• _ENUNCIADO A_
Responda às perguntas a seguir com base no texto sobre Zé Neto e a Lei Rouanet.
(i) Em que ocasião o cantor Zé Neto fez a provocação?
(ii) A qual cantora ele se referia?
(iii) Segundo o texto, de que forma Zé Neto e outros cantores fazem contratos com as prefeituras?
• _ENUNCIADO B_
Prossiga o texto sobre Zé Neto e a Lei Rouanet a partir da última frase apresentada.

• _TRECHO DO TEXTO_
Digo isso tudo para chegar ao fato do momento: o cantor de sertanejo universitário Zé Neto, durante um show, resolveu provocar dizendo que não depende da Lei Rouanet e que “artistas precisam fazer tatuagem no toba” para mostrar se estão bem ou mal, se referindo à cantora Anitta, militante contra o desgoverno bolsonarista. Essa fala deselegante e infeliz do cantor abriu uma caixa de pandora, revelando - e sem nenhuma surpresa, pelo menos para mim - que eles, os que falam tanto contra a Lei e contra a arte, recebem cachês milionários com dinheiro público, na maioria das vezes sem licitação. Quanta hipocrisia, né? Vários casos estão indo à tona, investigações estão sendo feitas e shows cancelados. Bom para o público que não vai precisar ouvir sofrência. Alguém explica pro Zé Neto, com todo carinho e paciência do mundo, que as captações feitas por meio da Lei Rouanet não utilizam verbas públicas? Mas ele sim, utiliza e recebe valores superfaturados. Ele e outros cantores sim, fazem contratos com as prefeituras por meio de contratação direta e sem concorrência, tirando dinheiro do caixa das cidades para pagamento dos cachês. Eles sim, não estão nem um pouco preocupados com o povo, com a situação do país e do mundo, e só pensam em encher o bolso de dinheiro. Dinheiro este que vem sangrando com a falta nas escolas, nos hospitais e nas cozinhas de tanta gente.

• _ENTRADAS FORNECIDAS_
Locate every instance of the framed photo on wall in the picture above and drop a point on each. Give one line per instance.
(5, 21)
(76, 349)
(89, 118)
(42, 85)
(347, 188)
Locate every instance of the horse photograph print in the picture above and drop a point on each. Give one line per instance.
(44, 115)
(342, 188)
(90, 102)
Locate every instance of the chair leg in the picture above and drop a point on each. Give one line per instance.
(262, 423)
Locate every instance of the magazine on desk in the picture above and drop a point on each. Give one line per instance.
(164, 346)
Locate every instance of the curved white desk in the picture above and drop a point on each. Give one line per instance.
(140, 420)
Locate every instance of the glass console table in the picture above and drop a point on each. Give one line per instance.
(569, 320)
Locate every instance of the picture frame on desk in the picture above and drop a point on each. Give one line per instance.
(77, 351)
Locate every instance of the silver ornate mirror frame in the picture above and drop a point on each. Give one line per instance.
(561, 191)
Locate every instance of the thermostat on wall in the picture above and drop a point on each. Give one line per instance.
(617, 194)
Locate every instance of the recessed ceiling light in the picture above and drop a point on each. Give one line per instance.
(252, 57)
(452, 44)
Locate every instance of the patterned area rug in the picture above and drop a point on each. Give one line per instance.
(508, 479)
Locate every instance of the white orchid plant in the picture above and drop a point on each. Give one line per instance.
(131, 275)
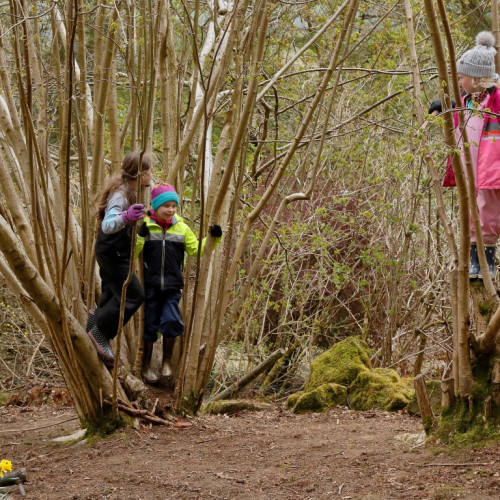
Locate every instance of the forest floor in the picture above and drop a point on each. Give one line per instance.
(266, 455)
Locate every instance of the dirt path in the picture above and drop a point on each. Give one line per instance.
(269, 455)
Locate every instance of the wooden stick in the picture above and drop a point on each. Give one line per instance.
(424, 403)
(252, 375)
(144, 414)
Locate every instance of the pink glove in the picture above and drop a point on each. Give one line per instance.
(133, 214)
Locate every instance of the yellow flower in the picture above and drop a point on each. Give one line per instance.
(5, 465)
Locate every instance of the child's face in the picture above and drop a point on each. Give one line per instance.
(146, 176)
(166, 211)
(468, 83)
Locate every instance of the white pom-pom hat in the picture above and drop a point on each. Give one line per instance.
(479, 62)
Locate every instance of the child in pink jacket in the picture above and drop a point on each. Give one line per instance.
(476, 74)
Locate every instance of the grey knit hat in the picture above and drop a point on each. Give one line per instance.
(479, 62)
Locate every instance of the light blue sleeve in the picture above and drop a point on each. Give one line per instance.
(113, 220)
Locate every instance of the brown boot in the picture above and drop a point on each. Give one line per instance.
(168, 347)
(147, 374)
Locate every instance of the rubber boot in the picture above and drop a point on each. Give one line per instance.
(148, 375)
(490, 260)
(168, 347)
(474, 263)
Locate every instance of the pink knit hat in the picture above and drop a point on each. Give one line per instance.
(162, 193)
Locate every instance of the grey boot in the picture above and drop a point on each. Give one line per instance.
(168, 347)
(148, 375)
(490, 260)
(102, 345)
(474, 262)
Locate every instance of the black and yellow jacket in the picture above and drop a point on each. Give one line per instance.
(163, 252)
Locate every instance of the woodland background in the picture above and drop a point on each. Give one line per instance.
(297, 126)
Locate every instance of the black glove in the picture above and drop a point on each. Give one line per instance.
(216, 231)
(436, 106)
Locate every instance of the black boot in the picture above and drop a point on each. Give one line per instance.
(474, 262)
(147, 374)
(490, 260)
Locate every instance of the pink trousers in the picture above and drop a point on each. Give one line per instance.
(488, 204)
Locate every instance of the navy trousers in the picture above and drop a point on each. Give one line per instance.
(114, 272)
(162, 314)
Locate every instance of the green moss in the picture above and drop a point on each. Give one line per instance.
(318, 400)
(381, 388)
(341, 364)
(106, 426)
(464, 425)
(228, 406)
(292, 400)
(485, 308)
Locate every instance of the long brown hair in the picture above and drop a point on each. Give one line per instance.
(124, 182)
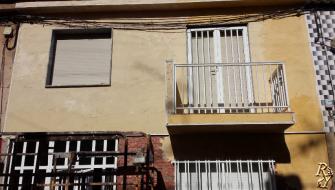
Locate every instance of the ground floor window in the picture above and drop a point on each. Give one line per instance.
(225, 175)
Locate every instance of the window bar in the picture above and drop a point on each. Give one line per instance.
(279, 90)
(273, 175)
(276, 95)
(178, 177)
(23, 158)
(225, 169)
(250, 186)
(280, 86)
(271, 87)
(229, 174)
(260, 171)
(197, 67)
(210, 76)
(35, 160)
(187, 175)
(183, 95)
(264, 84)
(228, 85)
(190, 80)
(287, 101)
(239, 68)
(8, 162)
(258, 86)
(203, 71)
(200, 174)
(227, 61)
(218, 184)
(67, 150)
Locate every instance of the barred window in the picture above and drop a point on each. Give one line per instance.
(54, 157)
(208, 175)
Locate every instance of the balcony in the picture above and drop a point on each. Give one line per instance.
(232, 94)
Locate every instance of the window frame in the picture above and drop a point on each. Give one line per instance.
(21, 167)
(80, 34)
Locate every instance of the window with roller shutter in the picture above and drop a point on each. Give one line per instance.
(80, 57)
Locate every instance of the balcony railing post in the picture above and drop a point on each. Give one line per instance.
(170, 94)
(286, 88)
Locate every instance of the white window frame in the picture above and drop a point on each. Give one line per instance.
(82, 32)
(49, 167)
(224, 176)
(218, 59)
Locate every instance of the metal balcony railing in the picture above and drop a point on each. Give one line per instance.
(230, 88)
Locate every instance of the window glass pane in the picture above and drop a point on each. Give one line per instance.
(81, 59)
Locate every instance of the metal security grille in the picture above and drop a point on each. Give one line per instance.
(225, 175)
(76, 161)
(57, 158)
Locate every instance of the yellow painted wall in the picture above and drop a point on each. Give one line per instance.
(138, 80)
(287, 40)
(134, 101)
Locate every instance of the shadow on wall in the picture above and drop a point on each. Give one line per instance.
(289, 182)
(230, 146)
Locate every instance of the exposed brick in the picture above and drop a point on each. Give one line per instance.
(164, 167)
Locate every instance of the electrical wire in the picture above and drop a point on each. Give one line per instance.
(15, 38)
(161, 23)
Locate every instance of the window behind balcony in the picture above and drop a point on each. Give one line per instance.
(218, 77)
(228, 174)
(80, 58)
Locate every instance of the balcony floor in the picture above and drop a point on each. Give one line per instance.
(246, 122)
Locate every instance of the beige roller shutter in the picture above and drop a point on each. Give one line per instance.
(82, 62)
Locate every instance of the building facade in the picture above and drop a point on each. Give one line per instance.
(201, 94)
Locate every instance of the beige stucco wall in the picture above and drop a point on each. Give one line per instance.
(134, 101)
(287, 40)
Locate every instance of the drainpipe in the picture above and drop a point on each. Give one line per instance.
(330, 140)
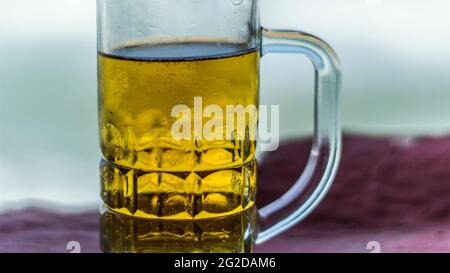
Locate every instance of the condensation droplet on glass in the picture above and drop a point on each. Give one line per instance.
(237, 2)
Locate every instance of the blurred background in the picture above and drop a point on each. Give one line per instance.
(395, 58)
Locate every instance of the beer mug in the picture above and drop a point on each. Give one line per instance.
(178, 172)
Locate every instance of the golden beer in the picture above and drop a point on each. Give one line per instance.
(149, 174)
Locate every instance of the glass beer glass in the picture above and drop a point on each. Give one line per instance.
(164, 192)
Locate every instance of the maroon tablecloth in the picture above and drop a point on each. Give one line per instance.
(394, 192)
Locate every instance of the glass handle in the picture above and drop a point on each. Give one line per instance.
(317, 178)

• _RESPOSTA ESCRITA A_
(i) Durante um show.
(ii) À cantora Anitta.
(iii) Por meio de contratação direta e sem concorrência.

• _RESPOSTA ESCRITA B_
Eu fico chocado com tamanha cara de pau e hipocrisia. Se tiver algo errado com algum projeto via Lei de Incentivo, deve ser investigado, assim como qualquer tipo de contratação envolvendo órgãos públicos. Mas, para eles, da trupe bolsonarista que odeia a arte de verdade e a cultura genuína do país, “parem na Lei Rouanet e não venham até nós.” Porque aí o bicho pega. Anitta, brilhante, e uma das maiores artistas do Brasil e do mundo, não precisou de muito para colocar à tona comentários e investigações sobre o fato. É tão engraçado e ridículo ver pessoas como Gusttavo Lima chorando desesperado, com medo que uma hora dê ruim. Os machões que fazem arminha na mão mudam completamente e se fazem de coitadinhos. Ué, não são os artistas os vagabundos? Por que choras, sertanojo? A técnica de achincalhar a classe e demonizar a arte o tempo todo para desviar a atenção não deu mais certo. Assumam as tretas de vocês. Como brincou Marcelo Adnet numa paródia: "Chegou a hora do meu gado sossegar o facho e aprender que o buraco é mais embaixo. Esse povo da cidade me irrita, maldita hora que eu lacrei com o furico da Anitta. Fui criticar seu tóba e o meu mundo desabou, meus cachês com prefeituras...a imprensa divulgou!" Quem sabe assim começa uma nova história? Tenho esperança que tudo isso vai mudar, e finalmente, quem vai dizer que “acabou a mamata” somos nós. Só que agora é de verdade.